→ Work to do
Set down exactly the lines from the one containing "Point out every instance of the submerged" through the end of the records below, both included, and nothing else.

A run of records
* * * * * * *

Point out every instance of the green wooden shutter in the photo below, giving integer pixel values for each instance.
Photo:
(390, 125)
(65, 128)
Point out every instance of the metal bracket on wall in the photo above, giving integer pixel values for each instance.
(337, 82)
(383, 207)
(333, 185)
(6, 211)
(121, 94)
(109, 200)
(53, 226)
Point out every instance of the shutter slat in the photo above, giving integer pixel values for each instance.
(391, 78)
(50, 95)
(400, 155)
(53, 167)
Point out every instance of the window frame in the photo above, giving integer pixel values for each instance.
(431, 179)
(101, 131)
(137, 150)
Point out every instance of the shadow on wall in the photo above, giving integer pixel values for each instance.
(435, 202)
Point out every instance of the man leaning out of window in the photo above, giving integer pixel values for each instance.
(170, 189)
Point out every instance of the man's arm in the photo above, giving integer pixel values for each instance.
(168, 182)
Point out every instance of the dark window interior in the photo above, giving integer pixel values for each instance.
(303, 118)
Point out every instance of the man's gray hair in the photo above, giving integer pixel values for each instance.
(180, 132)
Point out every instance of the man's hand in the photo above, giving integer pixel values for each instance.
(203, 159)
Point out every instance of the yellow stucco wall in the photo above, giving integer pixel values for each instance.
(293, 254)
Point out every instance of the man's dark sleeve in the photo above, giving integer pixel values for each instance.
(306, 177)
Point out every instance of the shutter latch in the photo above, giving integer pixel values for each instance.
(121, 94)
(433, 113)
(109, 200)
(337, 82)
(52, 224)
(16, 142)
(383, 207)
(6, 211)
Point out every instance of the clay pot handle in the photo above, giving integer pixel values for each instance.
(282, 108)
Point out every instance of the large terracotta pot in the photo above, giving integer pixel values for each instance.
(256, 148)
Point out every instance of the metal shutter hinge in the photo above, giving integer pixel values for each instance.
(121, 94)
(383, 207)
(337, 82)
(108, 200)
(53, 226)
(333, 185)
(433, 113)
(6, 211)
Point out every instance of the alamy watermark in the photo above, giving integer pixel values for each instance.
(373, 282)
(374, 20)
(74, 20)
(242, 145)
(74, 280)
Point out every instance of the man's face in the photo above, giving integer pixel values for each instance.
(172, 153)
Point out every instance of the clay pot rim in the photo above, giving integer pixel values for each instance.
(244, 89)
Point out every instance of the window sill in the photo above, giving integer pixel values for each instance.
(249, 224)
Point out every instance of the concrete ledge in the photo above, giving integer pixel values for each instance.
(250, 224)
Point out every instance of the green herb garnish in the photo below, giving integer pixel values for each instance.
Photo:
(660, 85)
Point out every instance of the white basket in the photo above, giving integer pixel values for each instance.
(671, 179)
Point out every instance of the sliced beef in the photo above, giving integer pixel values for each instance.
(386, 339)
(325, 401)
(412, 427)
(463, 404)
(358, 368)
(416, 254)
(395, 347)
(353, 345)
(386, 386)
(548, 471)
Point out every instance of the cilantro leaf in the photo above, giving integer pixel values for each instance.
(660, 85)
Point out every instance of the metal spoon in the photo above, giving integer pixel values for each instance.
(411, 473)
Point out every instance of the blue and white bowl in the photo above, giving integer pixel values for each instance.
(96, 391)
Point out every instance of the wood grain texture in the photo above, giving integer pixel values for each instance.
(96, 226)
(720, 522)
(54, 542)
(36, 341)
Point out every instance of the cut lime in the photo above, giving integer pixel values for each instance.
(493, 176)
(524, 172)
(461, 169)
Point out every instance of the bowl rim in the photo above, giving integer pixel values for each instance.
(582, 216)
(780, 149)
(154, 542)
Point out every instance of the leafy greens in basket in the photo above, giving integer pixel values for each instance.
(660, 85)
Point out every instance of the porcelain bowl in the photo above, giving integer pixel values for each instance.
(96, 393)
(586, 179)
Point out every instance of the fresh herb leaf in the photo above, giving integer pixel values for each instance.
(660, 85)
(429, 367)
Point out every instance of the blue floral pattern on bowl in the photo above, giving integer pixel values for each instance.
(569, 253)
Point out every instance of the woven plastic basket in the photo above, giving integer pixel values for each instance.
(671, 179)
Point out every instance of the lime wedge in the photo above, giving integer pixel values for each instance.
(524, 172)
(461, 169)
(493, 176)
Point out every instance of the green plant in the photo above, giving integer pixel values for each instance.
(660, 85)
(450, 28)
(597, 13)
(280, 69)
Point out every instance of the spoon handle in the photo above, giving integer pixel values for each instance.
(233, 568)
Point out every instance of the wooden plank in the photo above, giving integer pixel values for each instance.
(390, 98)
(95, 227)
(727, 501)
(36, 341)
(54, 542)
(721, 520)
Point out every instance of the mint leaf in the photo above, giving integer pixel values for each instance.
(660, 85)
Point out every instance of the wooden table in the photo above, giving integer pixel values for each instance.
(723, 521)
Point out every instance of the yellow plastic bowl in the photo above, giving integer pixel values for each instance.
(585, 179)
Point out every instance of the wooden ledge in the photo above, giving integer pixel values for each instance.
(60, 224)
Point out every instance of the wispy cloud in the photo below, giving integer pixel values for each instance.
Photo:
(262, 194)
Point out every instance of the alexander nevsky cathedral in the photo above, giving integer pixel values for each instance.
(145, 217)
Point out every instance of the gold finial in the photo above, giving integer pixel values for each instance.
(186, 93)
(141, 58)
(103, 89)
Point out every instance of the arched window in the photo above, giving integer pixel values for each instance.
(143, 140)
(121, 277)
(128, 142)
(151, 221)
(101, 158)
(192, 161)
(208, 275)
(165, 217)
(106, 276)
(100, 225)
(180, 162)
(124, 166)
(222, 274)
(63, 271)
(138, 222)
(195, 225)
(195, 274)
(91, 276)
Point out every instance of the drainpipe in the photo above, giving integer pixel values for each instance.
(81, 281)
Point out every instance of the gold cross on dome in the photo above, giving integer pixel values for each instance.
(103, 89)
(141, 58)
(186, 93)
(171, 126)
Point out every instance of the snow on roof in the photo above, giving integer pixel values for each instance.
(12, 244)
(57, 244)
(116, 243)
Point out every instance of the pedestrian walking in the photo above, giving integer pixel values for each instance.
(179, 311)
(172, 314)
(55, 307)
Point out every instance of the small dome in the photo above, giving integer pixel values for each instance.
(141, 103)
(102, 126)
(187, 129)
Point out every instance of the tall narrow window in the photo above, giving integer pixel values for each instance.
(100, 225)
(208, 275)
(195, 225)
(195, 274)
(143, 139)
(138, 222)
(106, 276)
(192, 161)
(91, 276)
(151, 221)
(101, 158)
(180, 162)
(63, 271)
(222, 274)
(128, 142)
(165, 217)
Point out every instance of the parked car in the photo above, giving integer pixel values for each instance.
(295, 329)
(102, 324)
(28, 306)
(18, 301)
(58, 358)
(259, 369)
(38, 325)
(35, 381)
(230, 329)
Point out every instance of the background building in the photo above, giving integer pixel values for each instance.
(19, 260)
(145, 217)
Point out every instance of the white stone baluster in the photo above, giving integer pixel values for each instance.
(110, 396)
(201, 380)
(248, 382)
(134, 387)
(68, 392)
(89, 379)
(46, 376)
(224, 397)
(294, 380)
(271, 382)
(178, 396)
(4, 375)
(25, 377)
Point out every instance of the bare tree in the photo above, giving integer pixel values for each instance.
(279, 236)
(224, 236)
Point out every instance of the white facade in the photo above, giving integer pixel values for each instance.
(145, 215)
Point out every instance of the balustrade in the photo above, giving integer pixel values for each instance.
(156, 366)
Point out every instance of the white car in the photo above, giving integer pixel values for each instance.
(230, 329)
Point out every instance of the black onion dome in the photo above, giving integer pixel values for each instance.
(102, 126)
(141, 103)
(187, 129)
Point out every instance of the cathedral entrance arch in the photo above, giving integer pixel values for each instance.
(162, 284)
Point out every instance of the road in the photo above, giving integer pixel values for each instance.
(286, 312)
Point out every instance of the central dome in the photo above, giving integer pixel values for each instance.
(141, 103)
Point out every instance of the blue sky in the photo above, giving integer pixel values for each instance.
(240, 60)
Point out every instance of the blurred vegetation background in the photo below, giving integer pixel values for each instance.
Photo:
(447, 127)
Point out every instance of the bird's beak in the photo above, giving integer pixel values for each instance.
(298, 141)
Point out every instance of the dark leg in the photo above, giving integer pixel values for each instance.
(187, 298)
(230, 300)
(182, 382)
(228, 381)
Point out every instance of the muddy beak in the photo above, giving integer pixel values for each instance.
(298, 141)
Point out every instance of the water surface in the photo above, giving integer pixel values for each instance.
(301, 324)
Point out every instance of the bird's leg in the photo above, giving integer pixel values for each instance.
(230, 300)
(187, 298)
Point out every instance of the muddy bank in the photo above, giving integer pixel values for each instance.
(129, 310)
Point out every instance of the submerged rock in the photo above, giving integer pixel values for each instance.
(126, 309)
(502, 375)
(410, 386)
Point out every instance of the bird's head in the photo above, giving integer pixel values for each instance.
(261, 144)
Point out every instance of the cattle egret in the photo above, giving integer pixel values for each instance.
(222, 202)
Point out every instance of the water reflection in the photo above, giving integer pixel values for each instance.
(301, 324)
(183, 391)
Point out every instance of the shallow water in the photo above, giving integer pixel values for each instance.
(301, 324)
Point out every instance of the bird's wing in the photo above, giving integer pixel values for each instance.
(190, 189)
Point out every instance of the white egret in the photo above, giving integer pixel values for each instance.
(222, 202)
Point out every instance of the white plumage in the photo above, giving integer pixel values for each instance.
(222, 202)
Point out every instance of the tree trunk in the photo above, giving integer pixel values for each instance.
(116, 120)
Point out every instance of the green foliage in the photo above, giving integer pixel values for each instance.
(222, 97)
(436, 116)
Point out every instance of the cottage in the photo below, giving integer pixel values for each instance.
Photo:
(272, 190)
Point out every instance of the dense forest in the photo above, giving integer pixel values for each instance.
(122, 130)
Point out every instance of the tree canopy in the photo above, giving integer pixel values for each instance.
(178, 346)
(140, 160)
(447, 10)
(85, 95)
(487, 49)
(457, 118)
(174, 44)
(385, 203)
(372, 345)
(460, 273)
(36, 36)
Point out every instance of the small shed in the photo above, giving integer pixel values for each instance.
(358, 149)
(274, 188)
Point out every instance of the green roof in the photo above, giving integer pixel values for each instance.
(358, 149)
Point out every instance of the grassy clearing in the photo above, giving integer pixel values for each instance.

* * * * * * *

→ Result
Point out every instance of the submerged rock in the photo above, giving integer pixel values for each instance.
(126, 309)
(502, 375)
(410, 386)
Point out every instance of the bird's head in the photo above, giving integer pixel values for each instance.
(261, 144)
Point out every instance of the cattle egret in the photo above, giving integer pixel values for each instance.
(222, 202)
Point out every instance of the water reflection in the photo above, giving integer pixel values for each instance.
(301, 324)
(183, 391)
Point out every instance of the shallow water in the photo above, giving integer pixel values for each instance.
(301, 324)
Point out every instance of the bird's wing in the photo above, giving integer pixel values for each instance.
(190, 189)
Point out every instance of the white egret in the photo above, giving integer pixel values for each instance.
(222, 202)
Point out every instance of the white plumage in the photo above, giving integer pixel values for each instance.
(222, 202)
Point out every instance of the tree trunk in the photo above, giving integer pixel values for each instance.
(116, 120)
Point out every instance of the green foliage in the photo above, giving integer pixel values for each instance.
(222, 97)
(436, 116)
Point out every instance of the cottage in the photo below, giving integer pixel values for each instance.
Photo:
(272, 190)
Point out every instance of the dense forest in the photo above, giving integer pixel values for each instance.
(122, 130)
Point out every instance of the tree canopy in the photo above, giving integer pixel values for each instance.
(178, 346)
(140, 160)
(447, 10)
(85, 95)
(487, 49)
(457, 118)
(174, 44)
(385, 203)
(372, 345)
(460, 273)
(36, 36)
Point out every instance of the small shed in the photo above, giving integer pixel values for each instance.
(358, 149)
(274, 188)
Point out every instance of the green roof in the photo above, giving integer pixel values for each instance.
(358, 149)
Point out every instance of the grassy clearing in the photo above, giving integer pixel values for each instance.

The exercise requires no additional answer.